Requirements ▸ In the text on land reclamation in Lagos, which kinds of fish are named as being locally depleted by reclamation?

Posted: Sep 22, 2015 at 12:00 am   /   by   /   comments (0)

By Nkasiobi Oluikpe,


Land reclamation is a worldwide phenomenon for countries and Islands with limited landmass and a growing population ratio. Lagos being a state with a long coastal line and a bourgeoning population that grows in limps cannot be exempted from the practice.

Reclamation in and of its own, isn’t a bad concept if done according to laid down principles and laws. But questions are being asked in some informed quarters, as to the reason why the country, especially Lagos State, is engaged in reclamation exercise. These include: “Do we really need the land; is it just because others are doing reclamation; or are we reclaiming to chase the poor away and have the rich take over the spaces, because the structures that spring up from such reclaimed areas, are usually not within the reach of the poor. They have decried that in Lagos, the wetland environment is being lost to sand filling and reclamation, resulting to flashflood in the inner land.

Studies and observed consequences have proven that reclamation alters the ecosystem by bringing about flooding, erosion, sedimentation, reverses both the seawater quality and the sea biota, as well as brings about the local depletion of several kinds of fishes such as snappers, groupers and other sea foods. Economically, the incomes of fishermen are adversely affected by reclamation activities and of course, seafood consumers are usually the final recipients of such activities.

Material ▸

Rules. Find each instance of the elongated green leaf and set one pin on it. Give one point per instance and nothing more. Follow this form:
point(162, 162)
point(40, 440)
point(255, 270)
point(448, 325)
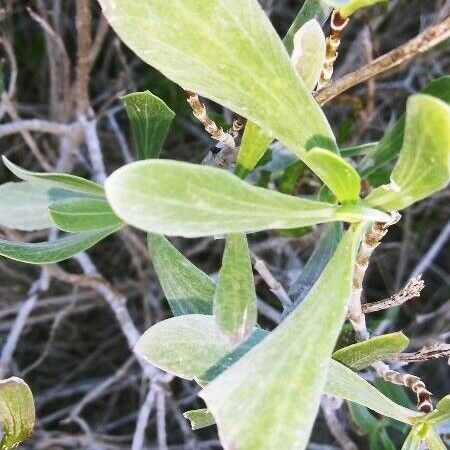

Solved problem ▸ Snappers and groupers, along with other seafood.